* **SUPPLIED DATA**
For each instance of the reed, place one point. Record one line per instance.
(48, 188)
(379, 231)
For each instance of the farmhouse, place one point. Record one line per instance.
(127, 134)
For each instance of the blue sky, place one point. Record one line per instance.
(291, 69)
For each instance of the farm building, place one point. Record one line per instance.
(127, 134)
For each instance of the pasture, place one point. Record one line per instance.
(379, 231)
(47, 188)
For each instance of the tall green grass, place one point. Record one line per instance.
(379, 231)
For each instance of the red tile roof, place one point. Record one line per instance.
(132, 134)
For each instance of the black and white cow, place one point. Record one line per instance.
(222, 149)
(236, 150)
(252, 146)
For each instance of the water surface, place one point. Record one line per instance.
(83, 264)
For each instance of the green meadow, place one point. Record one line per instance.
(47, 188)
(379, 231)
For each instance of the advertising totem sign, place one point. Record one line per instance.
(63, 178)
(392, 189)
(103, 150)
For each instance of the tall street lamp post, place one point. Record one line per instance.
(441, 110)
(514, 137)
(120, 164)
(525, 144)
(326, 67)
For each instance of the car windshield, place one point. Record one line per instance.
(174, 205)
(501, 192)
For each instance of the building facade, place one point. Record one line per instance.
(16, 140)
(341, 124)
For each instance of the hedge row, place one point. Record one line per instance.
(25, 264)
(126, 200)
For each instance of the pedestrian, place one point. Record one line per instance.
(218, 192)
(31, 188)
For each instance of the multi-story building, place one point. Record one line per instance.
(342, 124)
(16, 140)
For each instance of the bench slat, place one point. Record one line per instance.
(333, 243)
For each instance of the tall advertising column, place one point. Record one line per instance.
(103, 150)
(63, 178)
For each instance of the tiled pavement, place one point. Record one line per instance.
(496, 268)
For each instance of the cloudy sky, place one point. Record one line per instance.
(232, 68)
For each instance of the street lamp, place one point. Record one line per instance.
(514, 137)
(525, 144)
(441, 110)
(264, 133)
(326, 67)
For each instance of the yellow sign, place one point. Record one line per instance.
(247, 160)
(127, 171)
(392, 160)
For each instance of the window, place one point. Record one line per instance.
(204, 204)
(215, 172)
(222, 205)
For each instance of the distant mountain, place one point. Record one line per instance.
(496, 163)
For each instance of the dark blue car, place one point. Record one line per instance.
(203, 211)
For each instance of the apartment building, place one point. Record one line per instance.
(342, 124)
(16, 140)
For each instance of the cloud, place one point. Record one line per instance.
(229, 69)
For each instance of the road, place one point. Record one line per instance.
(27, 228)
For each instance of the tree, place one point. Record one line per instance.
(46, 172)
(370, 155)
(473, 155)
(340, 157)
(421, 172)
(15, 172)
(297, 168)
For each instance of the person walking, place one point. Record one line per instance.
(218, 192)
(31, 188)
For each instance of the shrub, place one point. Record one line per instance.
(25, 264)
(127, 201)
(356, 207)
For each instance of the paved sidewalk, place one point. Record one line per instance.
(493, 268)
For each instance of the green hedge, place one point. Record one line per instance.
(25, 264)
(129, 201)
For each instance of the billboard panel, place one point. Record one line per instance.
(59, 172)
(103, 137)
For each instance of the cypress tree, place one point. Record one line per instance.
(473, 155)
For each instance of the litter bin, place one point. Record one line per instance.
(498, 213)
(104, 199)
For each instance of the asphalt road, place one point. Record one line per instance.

* **PROBLEM DESCRIPTION**
Repeat exactly the lines from the line containing "For each instance of the paved" through the last line of the records above, including both, and nothing else.

* **YOUR SOLUTION**
For each instance of the paved sidewalk, place one point. Record one line per instance.
(493, 268)
For each instance of the green hedge, place one point. Record one line per instance.
(25, 264)
(129, 201)
For each instance of the billboard panel, place one point. Record one line per instance.
(59, 172)
(103, 137)
For each instance of the cypress tree, place one point. Record one line per instance.
(473, 155)
For each instance of the litter bin, place one point. Record one line per instance.
(498, 213)
(104, 199)
For each instance of the asphalt road, place one point. Record one line per instance.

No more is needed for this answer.